* Exercise details *
Print exactly, and only, the lines running from the line containing "of the bare" through the end of the records below.

Natural language region descriptions:

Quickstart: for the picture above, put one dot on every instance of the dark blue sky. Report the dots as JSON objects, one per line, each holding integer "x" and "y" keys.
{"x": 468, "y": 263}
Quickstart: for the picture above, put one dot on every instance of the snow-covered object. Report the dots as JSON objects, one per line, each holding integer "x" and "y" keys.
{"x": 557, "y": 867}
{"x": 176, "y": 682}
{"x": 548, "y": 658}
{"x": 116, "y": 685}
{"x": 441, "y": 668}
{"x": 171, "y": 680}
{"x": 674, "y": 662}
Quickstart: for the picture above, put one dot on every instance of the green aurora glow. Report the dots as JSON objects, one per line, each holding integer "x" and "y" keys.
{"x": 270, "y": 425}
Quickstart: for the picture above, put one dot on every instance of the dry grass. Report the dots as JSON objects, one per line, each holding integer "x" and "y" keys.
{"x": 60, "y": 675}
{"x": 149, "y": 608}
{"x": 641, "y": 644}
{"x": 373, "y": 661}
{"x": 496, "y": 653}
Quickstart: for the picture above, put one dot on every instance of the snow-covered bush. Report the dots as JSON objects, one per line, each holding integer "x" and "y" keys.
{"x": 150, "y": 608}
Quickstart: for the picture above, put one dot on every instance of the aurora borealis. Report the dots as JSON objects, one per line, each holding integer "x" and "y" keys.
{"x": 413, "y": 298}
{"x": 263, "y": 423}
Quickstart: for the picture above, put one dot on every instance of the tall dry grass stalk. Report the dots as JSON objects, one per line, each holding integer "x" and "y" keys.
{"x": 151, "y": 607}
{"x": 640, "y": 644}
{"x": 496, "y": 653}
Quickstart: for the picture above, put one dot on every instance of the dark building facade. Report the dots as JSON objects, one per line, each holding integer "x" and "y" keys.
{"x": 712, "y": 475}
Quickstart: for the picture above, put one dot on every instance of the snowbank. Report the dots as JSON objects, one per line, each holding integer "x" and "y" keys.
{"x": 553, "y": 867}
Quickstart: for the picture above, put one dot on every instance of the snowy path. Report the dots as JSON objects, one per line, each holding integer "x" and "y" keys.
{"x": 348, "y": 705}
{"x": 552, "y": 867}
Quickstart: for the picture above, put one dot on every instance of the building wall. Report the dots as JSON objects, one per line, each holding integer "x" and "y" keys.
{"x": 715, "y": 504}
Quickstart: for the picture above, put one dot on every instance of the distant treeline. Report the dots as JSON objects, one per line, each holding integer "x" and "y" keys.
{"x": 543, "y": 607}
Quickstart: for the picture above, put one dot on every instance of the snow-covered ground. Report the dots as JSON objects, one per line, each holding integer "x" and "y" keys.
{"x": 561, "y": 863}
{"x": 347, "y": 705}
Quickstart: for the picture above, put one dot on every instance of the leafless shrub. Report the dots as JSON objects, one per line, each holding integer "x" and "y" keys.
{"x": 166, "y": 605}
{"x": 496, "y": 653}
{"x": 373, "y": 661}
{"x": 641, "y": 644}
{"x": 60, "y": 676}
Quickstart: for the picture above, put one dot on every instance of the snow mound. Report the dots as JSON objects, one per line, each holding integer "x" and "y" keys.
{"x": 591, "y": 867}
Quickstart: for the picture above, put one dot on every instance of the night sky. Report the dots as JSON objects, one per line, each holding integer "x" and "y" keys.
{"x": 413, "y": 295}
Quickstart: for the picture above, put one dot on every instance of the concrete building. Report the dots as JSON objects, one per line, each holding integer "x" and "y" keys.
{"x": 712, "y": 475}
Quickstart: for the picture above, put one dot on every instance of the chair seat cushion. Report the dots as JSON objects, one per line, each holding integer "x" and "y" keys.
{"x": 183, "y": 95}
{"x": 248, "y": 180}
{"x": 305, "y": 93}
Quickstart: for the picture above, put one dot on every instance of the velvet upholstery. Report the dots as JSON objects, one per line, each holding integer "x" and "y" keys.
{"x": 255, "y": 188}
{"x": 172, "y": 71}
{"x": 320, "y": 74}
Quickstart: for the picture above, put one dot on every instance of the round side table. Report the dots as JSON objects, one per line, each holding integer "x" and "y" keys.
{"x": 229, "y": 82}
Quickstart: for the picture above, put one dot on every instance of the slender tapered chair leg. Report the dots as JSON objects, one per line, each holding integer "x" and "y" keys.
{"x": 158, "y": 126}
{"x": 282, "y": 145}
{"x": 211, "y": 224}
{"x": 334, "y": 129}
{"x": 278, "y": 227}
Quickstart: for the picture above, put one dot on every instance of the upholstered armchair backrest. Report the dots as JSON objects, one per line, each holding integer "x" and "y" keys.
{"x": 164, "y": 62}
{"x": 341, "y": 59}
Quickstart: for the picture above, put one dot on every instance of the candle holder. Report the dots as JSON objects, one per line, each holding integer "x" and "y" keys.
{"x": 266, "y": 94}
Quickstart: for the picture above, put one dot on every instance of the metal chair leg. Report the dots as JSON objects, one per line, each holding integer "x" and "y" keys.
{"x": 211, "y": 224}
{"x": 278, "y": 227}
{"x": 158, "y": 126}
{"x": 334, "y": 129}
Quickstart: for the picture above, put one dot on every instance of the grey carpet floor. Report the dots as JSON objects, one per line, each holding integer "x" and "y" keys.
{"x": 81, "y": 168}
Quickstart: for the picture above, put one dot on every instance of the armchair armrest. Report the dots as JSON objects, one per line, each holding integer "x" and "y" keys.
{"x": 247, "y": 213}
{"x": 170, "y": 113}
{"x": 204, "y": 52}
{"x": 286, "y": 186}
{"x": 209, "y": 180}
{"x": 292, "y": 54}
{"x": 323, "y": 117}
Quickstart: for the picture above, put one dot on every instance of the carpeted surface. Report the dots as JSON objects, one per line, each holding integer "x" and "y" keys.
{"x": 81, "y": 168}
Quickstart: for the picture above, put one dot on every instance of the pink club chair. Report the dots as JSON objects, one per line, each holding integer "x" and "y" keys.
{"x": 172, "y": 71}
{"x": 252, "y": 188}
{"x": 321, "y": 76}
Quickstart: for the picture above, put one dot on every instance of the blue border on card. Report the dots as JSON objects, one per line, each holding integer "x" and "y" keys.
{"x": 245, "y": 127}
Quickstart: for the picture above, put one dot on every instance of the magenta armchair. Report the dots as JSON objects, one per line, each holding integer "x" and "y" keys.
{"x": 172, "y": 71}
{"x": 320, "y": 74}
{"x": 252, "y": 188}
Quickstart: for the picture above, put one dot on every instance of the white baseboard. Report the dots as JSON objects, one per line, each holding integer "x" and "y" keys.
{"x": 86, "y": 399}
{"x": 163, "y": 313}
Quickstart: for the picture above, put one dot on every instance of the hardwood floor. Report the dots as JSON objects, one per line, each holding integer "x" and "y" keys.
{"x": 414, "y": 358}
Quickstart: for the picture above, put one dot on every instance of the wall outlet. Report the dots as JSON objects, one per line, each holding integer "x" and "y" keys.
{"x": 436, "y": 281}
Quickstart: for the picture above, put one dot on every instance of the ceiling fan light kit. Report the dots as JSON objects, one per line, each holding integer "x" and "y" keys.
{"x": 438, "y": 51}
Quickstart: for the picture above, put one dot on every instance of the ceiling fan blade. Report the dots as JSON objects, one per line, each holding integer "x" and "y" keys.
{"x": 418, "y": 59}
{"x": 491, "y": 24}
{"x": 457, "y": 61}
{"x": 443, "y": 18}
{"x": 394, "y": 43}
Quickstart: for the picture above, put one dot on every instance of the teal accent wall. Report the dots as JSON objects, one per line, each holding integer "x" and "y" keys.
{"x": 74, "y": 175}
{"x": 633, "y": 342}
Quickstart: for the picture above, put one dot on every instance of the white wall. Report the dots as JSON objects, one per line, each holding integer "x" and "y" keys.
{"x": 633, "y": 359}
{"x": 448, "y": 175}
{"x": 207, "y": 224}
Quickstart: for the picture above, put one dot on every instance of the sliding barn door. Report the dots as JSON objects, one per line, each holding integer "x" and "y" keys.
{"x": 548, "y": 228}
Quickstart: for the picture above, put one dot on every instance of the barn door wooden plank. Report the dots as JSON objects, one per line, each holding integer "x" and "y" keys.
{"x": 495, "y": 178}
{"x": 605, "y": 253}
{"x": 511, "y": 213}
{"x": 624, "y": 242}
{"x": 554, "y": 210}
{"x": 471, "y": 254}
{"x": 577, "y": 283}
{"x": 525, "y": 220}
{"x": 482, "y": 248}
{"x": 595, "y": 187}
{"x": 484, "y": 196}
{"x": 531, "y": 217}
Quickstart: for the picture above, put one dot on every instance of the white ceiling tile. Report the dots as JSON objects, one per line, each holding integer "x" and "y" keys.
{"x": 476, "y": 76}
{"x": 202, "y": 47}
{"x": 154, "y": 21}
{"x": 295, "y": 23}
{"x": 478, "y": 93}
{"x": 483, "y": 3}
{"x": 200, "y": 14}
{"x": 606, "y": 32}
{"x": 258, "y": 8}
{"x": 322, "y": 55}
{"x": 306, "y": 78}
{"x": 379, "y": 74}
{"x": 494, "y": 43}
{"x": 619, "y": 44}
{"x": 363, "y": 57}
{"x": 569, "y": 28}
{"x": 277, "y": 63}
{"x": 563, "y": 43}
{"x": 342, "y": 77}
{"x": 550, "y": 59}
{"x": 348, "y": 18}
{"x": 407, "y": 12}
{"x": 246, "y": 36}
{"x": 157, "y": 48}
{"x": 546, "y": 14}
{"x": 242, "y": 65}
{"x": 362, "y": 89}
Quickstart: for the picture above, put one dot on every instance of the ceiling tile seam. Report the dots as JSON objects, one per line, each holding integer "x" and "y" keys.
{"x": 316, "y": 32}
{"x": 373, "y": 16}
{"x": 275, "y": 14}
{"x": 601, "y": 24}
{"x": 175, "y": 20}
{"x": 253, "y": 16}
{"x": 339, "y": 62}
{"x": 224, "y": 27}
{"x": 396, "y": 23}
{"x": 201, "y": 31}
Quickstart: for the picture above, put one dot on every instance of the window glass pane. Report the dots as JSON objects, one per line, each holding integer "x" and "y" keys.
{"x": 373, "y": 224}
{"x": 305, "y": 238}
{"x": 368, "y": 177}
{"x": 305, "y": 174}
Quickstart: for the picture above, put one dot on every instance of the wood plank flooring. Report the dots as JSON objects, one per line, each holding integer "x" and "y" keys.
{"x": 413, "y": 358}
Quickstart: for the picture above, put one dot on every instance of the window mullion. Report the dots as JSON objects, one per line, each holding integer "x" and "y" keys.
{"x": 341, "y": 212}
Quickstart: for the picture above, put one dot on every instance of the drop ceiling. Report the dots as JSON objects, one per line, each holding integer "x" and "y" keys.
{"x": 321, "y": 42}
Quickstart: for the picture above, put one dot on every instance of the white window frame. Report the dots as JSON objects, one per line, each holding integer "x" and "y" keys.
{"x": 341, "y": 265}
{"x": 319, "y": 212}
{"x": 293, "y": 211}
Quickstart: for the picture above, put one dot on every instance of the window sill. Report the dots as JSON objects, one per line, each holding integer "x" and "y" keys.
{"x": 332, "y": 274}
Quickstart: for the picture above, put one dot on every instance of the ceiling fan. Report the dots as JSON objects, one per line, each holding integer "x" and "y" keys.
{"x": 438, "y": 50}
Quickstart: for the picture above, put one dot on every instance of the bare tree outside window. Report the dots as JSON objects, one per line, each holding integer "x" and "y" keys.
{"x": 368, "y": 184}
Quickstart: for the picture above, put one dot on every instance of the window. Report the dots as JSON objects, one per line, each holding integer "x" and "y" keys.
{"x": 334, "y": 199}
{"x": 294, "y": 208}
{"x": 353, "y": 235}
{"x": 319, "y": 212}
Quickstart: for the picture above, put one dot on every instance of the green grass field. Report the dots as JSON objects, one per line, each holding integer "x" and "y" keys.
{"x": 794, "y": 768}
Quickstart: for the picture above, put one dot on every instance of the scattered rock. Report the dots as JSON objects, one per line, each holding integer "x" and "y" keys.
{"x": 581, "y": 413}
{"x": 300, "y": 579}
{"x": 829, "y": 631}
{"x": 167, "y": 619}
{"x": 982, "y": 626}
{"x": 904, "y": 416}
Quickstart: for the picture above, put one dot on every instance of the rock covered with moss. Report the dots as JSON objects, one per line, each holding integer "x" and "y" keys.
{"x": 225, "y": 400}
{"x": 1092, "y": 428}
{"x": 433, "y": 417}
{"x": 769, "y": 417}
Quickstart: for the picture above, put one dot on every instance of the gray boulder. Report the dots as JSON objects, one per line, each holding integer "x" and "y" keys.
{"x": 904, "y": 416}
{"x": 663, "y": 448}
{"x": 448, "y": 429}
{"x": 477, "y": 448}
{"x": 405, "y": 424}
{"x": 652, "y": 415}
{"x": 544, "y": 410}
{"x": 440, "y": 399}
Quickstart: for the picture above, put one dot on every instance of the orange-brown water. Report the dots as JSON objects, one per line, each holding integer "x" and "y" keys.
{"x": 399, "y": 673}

* Exercise output *
Quickstart: for the picture above, put one dot on every instance of the bare tree outside window. Report the dots as JSON objects, one per line, each holding integer "x" and "y" keys.
{"x": 368, "y": 184}
Quickstart: for the picture above, put one dot on every instance of the window. Report the dots as JSON objects, one per line, each holding integer "x" and "y" keys.
{"x": 334, "y": 199}
{"x": 294, "y": 208}
{"x": 353, "y": 235}
{"x": 319, "y": 212}
Quickstart: for the picture above, put one dot on every instance of the green grass field. Report the dots as JSON objects, one per line, each holding integer "x" and "y" keys.
{"x": 794, "y": 768}
Quickstart: for the picture above, put one dot on every instance of the scattered rock. Report the dots as JSON objects, one per line, each holding integer "x" and "y" keys.
{"x": 581, "y": 413}
{"x": 300, "y": 579}
{"x": 829, "y": 631}
{"x": 167, "y": 619}
{"x": 982, "y": 626}
{"x": 904, "y": 416}
Quickstart: for the picture above, put one dot on every instance of the rock covered with moss. Report the dots as JSON objects, one per line, each holding integer "x" and "y" keys.
{"x": 225, "y": 400}
{"x": 1092, "y": 428}
{"x": 433, "y": 417}
{"x": 769, "y": 417}
Quickstart: for the picture above, put one dot on every instance of the gray boulder. Report the dots as JSON objects, one per line, each holding integer "x" and "y" keys.
{"x": 904, "y": 416}
{"x": 663, "y": 448}
{"x": 448, "y": 429}
{"x": 477, "y": 448}
{"x": 405, "y": 424}
{"x": 652, "y": 415}
{"x": 544, "y": 410}
{"x": 440, "y": 399}
Quickstart: for the picture above, put one dot on every instance of the orange-brown water. Report the dots as JSON objects, one per line, each holding integer "x" and "y" keys.
{"x": 399, "y": 673}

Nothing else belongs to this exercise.